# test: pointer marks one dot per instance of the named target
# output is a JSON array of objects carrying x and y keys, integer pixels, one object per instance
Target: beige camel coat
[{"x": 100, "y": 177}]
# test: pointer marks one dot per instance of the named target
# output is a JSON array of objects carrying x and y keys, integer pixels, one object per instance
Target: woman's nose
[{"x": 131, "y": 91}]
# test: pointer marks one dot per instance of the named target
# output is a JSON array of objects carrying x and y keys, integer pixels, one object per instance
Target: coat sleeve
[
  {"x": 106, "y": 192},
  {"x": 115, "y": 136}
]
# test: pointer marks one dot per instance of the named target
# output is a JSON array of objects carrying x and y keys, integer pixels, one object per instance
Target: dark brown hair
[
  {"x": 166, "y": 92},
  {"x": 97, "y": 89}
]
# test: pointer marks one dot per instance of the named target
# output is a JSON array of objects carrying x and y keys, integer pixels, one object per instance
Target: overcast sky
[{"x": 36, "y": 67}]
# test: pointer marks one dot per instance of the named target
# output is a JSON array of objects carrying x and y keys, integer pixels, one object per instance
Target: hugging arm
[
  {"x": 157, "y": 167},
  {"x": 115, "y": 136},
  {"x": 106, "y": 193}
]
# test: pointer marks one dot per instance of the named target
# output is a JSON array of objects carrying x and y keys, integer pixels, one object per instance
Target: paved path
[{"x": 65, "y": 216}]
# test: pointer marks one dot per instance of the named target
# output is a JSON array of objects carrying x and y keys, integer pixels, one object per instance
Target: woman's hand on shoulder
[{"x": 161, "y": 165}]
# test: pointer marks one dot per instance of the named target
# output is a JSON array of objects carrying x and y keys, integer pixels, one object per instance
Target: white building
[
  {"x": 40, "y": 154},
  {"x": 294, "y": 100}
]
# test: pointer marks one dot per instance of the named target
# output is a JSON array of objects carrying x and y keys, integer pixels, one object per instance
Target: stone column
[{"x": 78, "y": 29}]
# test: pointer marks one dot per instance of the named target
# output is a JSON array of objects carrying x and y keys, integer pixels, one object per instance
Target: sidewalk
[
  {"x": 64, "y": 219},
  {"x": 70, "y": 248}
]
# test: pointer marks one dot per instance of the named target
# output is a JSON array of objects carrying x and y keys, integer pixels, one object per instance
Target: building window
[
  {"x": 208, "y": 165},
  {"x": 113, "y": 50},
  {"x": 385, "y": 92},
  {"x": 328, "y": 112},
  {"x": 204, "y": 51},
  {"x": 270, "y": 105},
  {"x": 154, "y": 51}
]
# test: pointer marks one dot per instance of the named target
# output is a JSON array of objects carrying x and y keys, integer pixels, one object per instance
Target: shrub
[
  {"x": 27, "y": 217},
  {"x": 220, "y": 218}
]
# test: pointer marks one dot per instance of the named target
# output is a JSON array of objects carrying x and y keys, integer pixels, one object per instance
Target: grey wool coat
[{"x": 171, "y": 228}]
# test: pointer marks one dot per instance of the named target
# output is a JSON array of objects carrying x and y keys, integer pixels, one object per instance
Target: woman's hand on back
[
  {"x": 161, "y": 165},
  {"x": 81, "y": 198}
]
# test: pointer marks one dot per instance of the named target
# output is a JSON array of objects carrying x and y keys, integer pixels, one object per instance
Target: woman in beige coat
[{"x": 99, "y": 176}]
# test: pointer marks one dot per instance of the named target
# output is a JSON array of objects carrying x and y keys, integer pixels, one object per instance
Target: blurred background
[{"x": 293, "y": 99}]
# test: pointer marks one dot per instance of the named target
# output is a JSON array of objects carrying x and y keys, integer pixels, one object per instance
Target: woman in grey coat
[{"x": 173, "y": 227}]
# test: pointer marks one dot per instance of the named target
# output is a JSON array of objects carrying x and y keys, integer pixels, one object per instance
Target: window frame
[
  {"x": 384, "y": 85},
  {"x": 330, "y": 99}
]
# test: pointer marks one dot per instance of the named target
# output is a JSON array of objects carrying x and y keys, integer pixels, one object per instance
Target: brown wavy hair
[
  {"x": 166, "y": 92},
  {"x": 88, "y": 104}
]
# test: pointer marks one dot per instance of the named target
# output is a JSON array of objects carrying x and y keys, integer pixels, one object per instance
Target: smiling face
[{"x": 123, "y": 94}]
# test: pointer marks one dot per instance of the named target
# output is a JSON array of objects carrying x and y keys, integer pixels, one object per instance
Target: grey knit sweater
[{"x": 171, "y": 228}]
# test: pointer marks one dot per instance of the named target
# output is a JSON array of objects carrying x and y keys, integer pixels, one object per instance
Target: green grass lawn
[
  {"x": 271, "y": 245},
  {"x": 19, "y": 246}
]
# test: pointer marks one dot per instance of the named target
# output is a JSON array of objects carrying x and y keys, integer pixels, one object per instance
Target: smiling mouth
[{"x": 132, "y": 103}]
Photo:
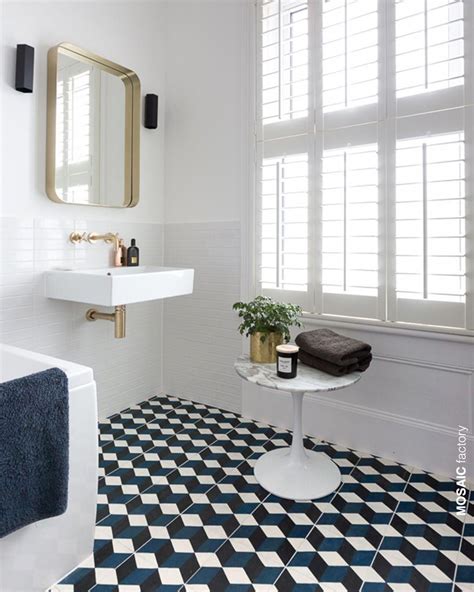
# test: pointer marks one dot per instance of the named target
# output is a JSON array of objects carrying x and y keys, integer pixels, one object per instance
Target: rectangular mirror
[{"x": 93, "y": 130}]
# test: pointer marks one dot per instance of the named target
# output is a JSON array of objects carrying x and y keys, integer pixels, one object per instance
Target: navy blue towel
[{"x": 34, "y": 449}]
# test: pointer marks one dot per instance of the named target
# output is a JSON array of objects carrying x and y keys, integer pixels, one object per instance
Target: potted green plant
[{"x": 268, "y": 324}]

• [What the task asks] Repeat the listing verbatim. Skip the pictures.

• [Complete response]
# test: pointer marks one dot per instance of the named target
# output is a JSON array of objects carrying x and y keys, integer pixels, one object per instance
Target: beige camel coat
[{"x": 100, "y": 177}]
# test: pointer marks one dot per instance of the named target
# output is a JSON array of objects carrying x and y keys, integer pixels, one object per instance
Target: woman's nose
[{"x": 131, "y": 91}]
# test: pointer marks one dot per instance of the named target
# output is a JSON array of objects carrying x and y keys, integer pixels, one object per instance
Target: coat sleeve
[
  {"x": 106, "y": 192},
  {"x": 115, "y": 136}
]
# test: pointer marks one dot per instance of the named target
# output is a JSON array of objects carrying x and y keys, integer pixels, one object per instance
Target: dark brown hair
[
  {"x": 166, "y": 92},
  {"x": 97, "y": 89}
]
# test: pointer marks one dot per instance of the named target
# output is a JSON array of objects carrying x and y keys, integer pixels, one object per instance
Target: overcast sky
[{"x": 36, "y": 67}]
# test: pointer marks one dot per instance of the named target
# output is a JSON array of objects carrying x and y keys, integer pixels, one object per instance
Target: hugging arm
[
  {"x": 157, "y": 167},
  {"x": 115, "y": 136},
  {"x": 106, "y": 193}
]
# test: pointer marks one dot per instance of the named target
# output is a JSON array of objects carrying x and y keys, integer pixels, one object per instance
Target: paved path
[{"x": 65, "y": 216}]
# test: pointer marks one dot per instance of the named target
# output is a JSON array of objects carrying x and y keys, integer pixels, one object per instance
Target: woman's hand on shoulder
[{"x": 161, "y": 165}]
# test: pointer marks one dot per instance of the named target
# output is a JSON array of objects carrying x and y keys, integer pixels, one object per instance
Target: white building
[
  {"x": 40, "y": 154},
  {"x": 294, "y": 100}
]
# test: pointer marks one dot per instance of the named target
# output is a JSON array of objects carrying x and y keys, integer pixels, one object per instance
Target: stone column
[{"x": 78, "y": 29}]
# test: pointer marks one dot per instance of the named target
# output is a JSON array of objects carrying x and y keys, integer pixels, one object per instance
Target: sidewalk
[
  {"x": 64, "y": 219},
  {"x": 70, "y": 248}
]
# test: pointer marks one dot per instance of the named target
# output is a JSON array of objects carrying x and y keys, integer pixels, one object per instance
Target: building window
[
  {"x": 208, "y": 165},
  {"x": 113, "y": 50},
  {"x": 385, "y": 92},
  {"x": 328, "y": 112},
  {"x": 204, "y": 51},
  {"x": 270, "y": 105},
  {"x": 154, "y": 51}
]
# test: pointer marks one dot per instance of the named target
# output is a JSON array of objects carrying x and y keys, integer pixels, one object per instance
Target: shrub
[
  {"x": 27, "y": 217},
  {"x": 220, "y": 218}
]
# test: pointer marks one dot per instance of the named target
# output is a JSON array of objects carrying x and y keys, integer pixels, one object per instance
Target: grey wool coat
[{"x": 171, "y": 228}]
# test: pointer marks one dot per instance of the named target
# output is a JSON array of objects carrying x and y keys, integer pixels, one object per instance
Target: woman's hand on back
[
  {"x": 161, "y": 165},
  {"x": 81, "y": 198}
]
# test: pointer marks one dot per instance of the named target
# output is a JSON array of objects carrying x and y keys, integer pixels, one object per instance
Target: woman in beige coat
[{"x": 99, "y": 176}]
# test: pointer marks one dot per instance of the named target
# output is a JSON array of objects carrying x and y keys, integer pixels, one object per instance
Target: blurred background
[{"x": 293, "y": 99}]
# test: pointer marks one dot per instance of the named target
# output is a JSON array of objects carrying x and y keys, integer pixels, one object per instance
Target: woman in grey coat
[{"x": 173, "y": 227}]
# test: pointer marks one dot per instance of the named target
# output is a JSON array of objects carrying x and y keys, integer pixels, one object per instance
Target: window frame
[
  {"x": 384, "y": 85},
  {"x": 330, "y": 99}
]
# test: pointer marks one dot per instance of the named target
# output is a JSON array of objects carrying x and y keys, integer pixels, one object per instance
Target: brown wavy hair
[
  {"x": 166, "y": 92},
  {"x": 88, "y": 104}
]
# test: pointer marks one dot per instance of the named target
# output is a JSON array of objects carrying x and y keys, integer pixels, one object per instance
Target: smiling face
[{"x": 123, "y": 94}]
# test: pointer marks one dot per instance of the named target
# output is a JSON array of objects carrying x and y keys, integer pixels, one object per instance
Target: grey knit sweater
[{"x": 171, "y": 228}]
# test: pointer marks one dot per instance of the named target
# output is a JSON array of objects carrying x and y keys, integer pixels, one object per instance
Target: green grass lawn
[
  {"x": 271, "y": 245},
  {"x": 19, "y": 246}
]
# test: pointer marks one dot per instance of the named target
# output is a JSON array of objects carrying x and y keys, integer pixels, one object per instance
Target: smiling mouth
[{"x": 132, "y": 103}]
Photo:
# test: pointer marks one dot per instance of the named target
# output is a JSON array of objects carrying x and y keys, integer pixels, one object per instance
Target: rectangular mirror
[{"x": 93, "y": 130}]
# test: pointer marks one dot per instance of the named target
# output is a JSON array of objects carrying x and y keys, integer pixels, one object per instance
Target: navy blue towel
[{"x": 34, "y": 449}]
# test: pointer marks one dot per instance of the named target
# output is a JSON array of objects carrying x and y keys, integer pixels, one object per instance
Target: potted green plant
[{"x": 268, "y": 324}]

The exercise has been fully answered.